> Explore the material
1. In the transcript on immigration and crime, how much less likely are first-generation immigrants to commit crimes than third-generation immigrants, according to Robert Sampson's research?
2. Write out the portion of the transcript on immigration and crime starting with "SHAPIRO: Sampson's research" and going on through "And what's more...".
3. Extend the transcript on immigration and crime by writing the next part, picking up after its final sentence.

-- Page excerpt follows --

STEVE INSKEEP, host:
This week we've been examining the numbers behind the debate over illegal immigration. And today the subject is immigration and crime.
NPR's Ari Shapiro reports on this question: whether undocumented workers take a disproportionate toll on the criminal justice system.
ARI SHAPIRO reporting:
Richard Ward directs the College of Criminal Justice at Sam Houston State University at Huntsville, Texas. He has concerns about illegal immigration.
Mr. RICHARD WARD (Dean, College of Criminal Justice, Houston State University): They do draw down upon resources. You know, our schools, our hospitals, our medical facilities. And there's no doubt that we need to do something about this.
SHAPIRO: But in his area of expertise, criminal behavior...
Mr. WARD: The number of those who would be most critical would say, Well, crime is a big factor. I just don't see it, other than it's illegal to cross the border.
SHAPIRO: Academics who study immigration and crime have almost all reached the same conclusion. Robert Sampson teaches sociology at Harvard.
Professor ROBERT SAMPSON (Department of Sociology, Harvard University): This idea that there's this immigrant flow that's disorderly, criminal, disrupted families, I'm just saying doesn't match up necessarily with the facts.
SHAPIRO: Sampson's research showed that first-generation immigrants are 45 percent less likely to commit crimes than third generation immigrants. Rutgers economics Professor Anne Piehl found a similar pattern when she looked at incarceration rates.
Professor ANNE PIEHL (Department of Economics, Rutgers University): Immigrants are extremely unlikely to be incarcerated relative to natives.
SHAPIRO: They're about one-fifth as likely to end up in prison. And what's more...
Prof. PIEHL: When we control for things like race and education, immigrants actually start to look even better, relative to natives.
SHAPIRO: At Florida International University in Miami, criminal justice professor Romero Martinez, Jr. has studied violent crime rates among Latinos. Like the other researchers, his conclusions contradict the image of immigrants as a criminal, violent bunch.

-- Page excerpt concluded --
-- Dataset section follows --

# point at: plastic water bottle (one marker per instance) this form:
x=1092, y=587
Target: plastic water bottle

-- Dataset section concluded --

> Answers below
1. They are 45 percent less likely to commit crimes.

2.
SHAPIRO: Sampson's research showed that first-generation immigrants are 45 percent less likely to commit crimes than third generation immigrants. Rutgers economics Professor Anne Piehl found a similar pattern when she looked at incarceration rates.
Professor ANNE PIEHL (Department of Economics, Rutgers University): Immigrants are extremely unlikely to be incarcerated relative to natives.
SHAPIRO: They're about one-fifth as likely to end up in prison. And what's more...

3.
Professor ROMERO MARTINEZ, JR. (Florida International University): For the most part, places with heavy levels of immigrants, or a high percentage of immigrants, have traditionally had relatively low levels of crime.
SHAPIRO: Martinez says most immigrants have strong work ethics and family ties that don't leave them any time or incentive to be violent. These studies don't distinguish between legal and illegal immigrants. But Harvard Professor Sampson says...
Prof. SAMPSON: One can make the argument that illegals have greater incentive not to commit crime, because then it would bring increased visibility, deportation, arrests, and so forth.
SHAPIRO: For local officials, academic statistics are not what's important.
Mr. STEVE LEVY (Suffolk County Executive, Long Island): They can sit around a table in their ivory towers and talk about one person's propensity more than others to commit crime. But it doesn't affect our bottom line.
SHAPIRO: Steve Levy is Suffolk County executive on Long Island.
Mr. LEVY: What matters is who's in our jail and who we have to pay for, and the fact that we're not getting reimbursed for this from the federal government.
SHAPIRO: Levy says jailing illegal immigrants costs his county more than $10 million a year. In California, where Dennis Zine is an L.A. city councilman, the state pays roughly $750 million a year to keep illegal immigrants in jail. Zine was also a member of the L.A. Police Department.
Mr. DENNIS ZINE (Councilman, L.A. County): Ninety-five percent of the outstanding homicide warrants in Los Angeles: illegal aliens. Illegal immigrants account for two-thirds of the unserved felony warrants. Approximately 17,000 of those are felony warrants, which means very serious crimes.
SHAPIRO: None of these statistics include immigration violations. The immigrants who commit those offenses spend their time in federal prisons before being deported.